TEXTAUSZUG:
☆ ☆ ☆
Die Geschäftsführer Alexander Syllaba und Clemens Kopetzky sowie Projektleiter Christoph Wagner über die Erfolgsgeschichte des Cinema Paradiso am St. Pöltner Rathausplatz.  |  Timna Rosenthaler, Daniela Matejschek

Cinema Paradiso: „Kino ist ein Ort, wo geträumt wird“ Über die 20-jährige Geschichte des Cinema Paradiso, den Aufwand für ein Programmkino, Filme unter freiem Himmel und ihre Zukunftspläne sprechen die Geschäftsführer Alexander Syllaba und Clemens Kopetzky sowie der Projektleiter Christoph Wagner.

Welche Bilanz ziehen Sie aus den ersten 20 Jahren Cinema Paradiso in St. Pölten?

Alexander Syllaba: Es lohnt sich, seine Träume zu leben! Wenige haben der Idee eines Programmkinos am damals recht leeren Rathausplatz eine Chance gegeben. Aber es hat funktioniert und übertrifft bis heute alle Erwartungen. Und auch im Sommer, in einer Zeit, in der Programmkinos in anderen Hauptstädten schließen und sich Innenstädte leeren, bringen wir mit unserem Open Air Kino am Rathausplatz und den vielen Schanigärten der bunten Lokalszene Urlaubsstimmung in die Stadt. Der Rathausplatz ist heute ein lebendiges Zentrum St. Pöltens.

Was hat Sie zum besten Kino Europas gemacht?
☆ ☆ ☆
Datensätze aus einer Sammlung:

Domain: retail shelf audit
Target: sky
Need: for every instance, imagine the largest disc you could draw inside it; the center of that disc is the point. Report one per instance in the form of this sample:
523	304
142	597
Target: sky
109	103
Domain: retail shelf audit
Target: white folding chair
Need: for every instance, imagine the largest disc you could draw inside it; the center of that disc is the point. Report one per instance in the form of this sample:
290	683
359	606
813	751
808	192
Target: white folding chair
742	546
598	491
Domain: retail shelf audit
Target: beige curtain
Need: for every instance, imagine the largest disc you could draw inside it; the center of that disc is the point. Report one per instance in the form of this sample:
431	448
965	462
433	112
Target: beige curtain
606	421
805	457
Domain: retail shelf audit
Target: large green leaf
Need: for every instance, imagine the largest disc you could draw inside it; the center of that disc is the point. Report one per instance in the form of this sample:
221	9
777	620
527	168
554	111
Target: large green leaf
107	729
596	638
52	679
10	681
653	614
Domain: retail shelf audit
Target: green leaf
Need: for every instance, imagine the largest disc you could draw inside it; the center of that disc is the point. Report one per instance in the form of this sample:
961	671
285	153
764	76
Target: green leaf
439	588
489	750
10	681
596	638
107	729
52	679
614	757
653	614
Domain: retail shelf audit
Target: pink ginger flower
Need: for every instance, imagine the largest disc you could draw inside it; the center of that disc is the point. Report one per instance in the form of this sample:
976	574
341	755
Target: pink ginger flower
☆ ☆ ☆
ÜBUNGSFRAGEN:
1. Fasse das Interview zum Cinema Paradiso in zwei Sätzen zusammen.
2. Stimmen diese Aussagen mit dem Interview zum Cinema Paradiso überein? Antworte jeweils mit Ja oder Nein und zitiere die entscheidenden Worte. (a) Das Cinema Paradiso hat eine 20-jährige Geschichte. (b) Viele haben der Idee eines Programmkinos am Rathausplatz eine Chance gegeben. (c) Christoph Wagner ist Geschäftsführer des Cinema Paradiso.
3. Führe das Interview zum Cinema Paradiso nach seiner letzten Zeile fort.
Die Datensätze stammen aus einer anderen Quelle als der Text.

ERWARTETE ANTWORTEN:
1. Im Interview sprechen die Geschäftsführer Alexander Syllaba und Clemens Kopetzky sowie Projektleiter Christoph Wagner über die 20-jährige Geschichte des Cinema Paradiso am St. Pöltner Rathausplatz. Syllaba sagt, dass nur wenige der Idee eines Programmkinos am damals recht leeren Rathausplatz eine Chance gaben, es aber funktioniert hat; das Open Air Kino bringt im Sommer Urlaubsstimmung in die Stadt, und der Rathausplatz ist heute ein lebendiges Zentrum St. Pöltens.

2.
(a) Ja: „Über die 20-jährige Geschichte des Cinema Paradiso“
(b) Nein: „Wenige haben der Idee eines Programmkinos am damals recht leeren Rathausplatz eine Chance gegeben.“
(c) Nein: „sowie der Projektleiter Christoph Wagner“

3.
Syllaba: Das war 2006, als wir in Paris von den Kinolegenden Costa Gavras und Jeanne Moreau diese Auszeichnung entgegennehmen durften. Die EU-Organisation „Europa Cinemas“ vergibt diesen Preis und hat damals unter 479 Kinos aus 264 Städten und 29 Ländern unser Programm zum besten gekürt. Besonders gewürdigt wurde unser Kinder- und Jugendprogramm. Mit unserem Konzept „Mehr als Kino“ und einer breiten Zielgruppenarbeit zeigen wir, wie Kino im 21. Jahrhundert funktioniert. Als kulturelle Drehscheibe der Region, wo sich alle Generationen treffen, austauschen und wohlfühlen. Film, Premieren, Musik, Literatur, Gespräche, DJs, gastronomischer Genuss – das alles finden die Menschen bei uns. Übrigens: Mit Jeanne Moreau bei der Preisverleihung Händchen halten passiert einmal im Leben!

Was bringt die Leute in Zeiten von Netflix und Co ins Cinema Paradiso?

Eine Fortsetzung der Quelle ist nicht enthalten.